▶ Supplied passage:
-*-*-
THE PACT raises hopes that violence in the African nation's Darfur region will abate. Capping days of intense negotiations in Abuja, Nigeria, involving Deputy U.S. Secretary of State Robert Zoellick and other African leaders, the warring parties accepted the deal after the inclusion of security guarantees for the black African rebels and requirements that the Sudanese government disarm Arab militias.
Whether the deal will hold remains to be seen. Both the rebels and the government have repeatedly failed to live up to past agreements. Since 2003, the brutal conflict between government-backed Arab militias -- mainly Muslim -- and black rebel groups -- also predominantly Muslim -- has caught millions of unarmed civilians in the crossfire.
They have had their homes torched by marauding camel-back riders, women raped, and their water rendered poisonous from corpses dumped into wells. By some estimates, as many as 400,000 people have been killed, and more than two million people have fled. As the fighting has persisted, international political and business interests have converged -- and clashed -- in Sudan.
-*-*-
▶ Provided data:

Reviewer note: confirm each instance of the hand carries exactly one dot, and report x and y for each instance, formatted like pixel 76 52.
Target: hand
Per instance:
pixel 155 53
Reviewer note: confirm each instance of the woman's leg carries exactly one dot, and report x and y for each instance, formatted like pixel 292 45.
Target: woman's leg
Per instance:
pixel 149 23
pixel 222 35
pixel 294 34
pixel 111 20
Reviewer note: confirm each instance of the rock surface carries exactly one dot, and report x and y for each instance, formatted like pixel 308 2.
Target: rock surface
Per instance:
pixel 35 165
-*-*-
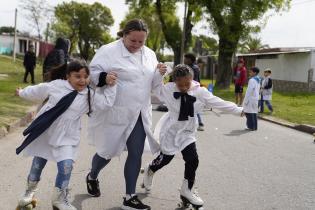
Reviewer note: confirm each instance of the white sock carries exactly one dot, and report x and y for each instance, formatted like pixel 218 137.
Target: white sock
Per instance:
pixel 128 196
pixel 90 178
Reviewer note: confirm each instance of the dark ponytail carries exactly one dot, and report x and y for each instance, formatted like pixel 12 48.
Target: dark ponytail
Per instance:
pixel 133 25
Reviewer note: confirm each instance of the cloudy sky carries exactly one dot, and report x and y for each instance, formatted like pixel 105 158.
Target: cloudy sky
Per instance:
-*-*-
▶ Required work:
**a.** From the passage on the Darfur peace deal, output the portion starting at "They have had" and ending at "-- in Sudan.".
**b.** In the passage on the Darfur peace deal, in what city did the negotiations take place?
**c.** Resume the passage on the Darfur peace deal after its final sentence and write what follows.

▶ Responses to the tasks:
**a.**
They have had their homes torched by marauding camel-back riders, women raped, and their water rendered poisonous from corpses dumped into wells. By some estimates, as many as 400,000 people have been killed, and more than two million people have fled. As the fighting has persisted, international political and business interests have converged -- and clashed -- in Sudan.

**b.** Abuja, Nigeria

**c.**
China is one of Sudan's largest arms suppliers, European countries have stakes in Sudanese oil exploration, and the U.S. is trying to prevent the country from falling into the hands of Islamic extremists. Here's a closer look at the Sudan conflict: Historical Context:
For more than two decades, the Muslim-led Sudan government fought the predominantly Christian rebels from the oil-rich south of Sudan. In September 2001, Mr. Bush -- motivated in part by evangelical Christians who were calling for an end to religious persecution in Sudan -- appointed former Sen. John Danforth to usher in a peace agreement. In January last year, a peace accord brought an end to the North-South clash.
But just as that conflict began to unwind, rebel groups in Darfur -- mostly Muslim black Africans -- became encouraged by the success of the southern rebels. Like many living in poor, rural communities on Sudan's periphery, the people of Darfur had long felt marginalized by the central government. In February 2003, they attacked a Sudanese military installation, triggering the ethnic conflict.
The Terrorist Connection: Sudan backed Iraq in its 1990 invasion of Kuwait and sheltered Osama bin Laden starting in the early 1990s. In 1996, bin Laden left the country under pressure from the U.S., and in 1997 the U.S. imposed economic sanctions on Sudan in response to its "support for international terrorism."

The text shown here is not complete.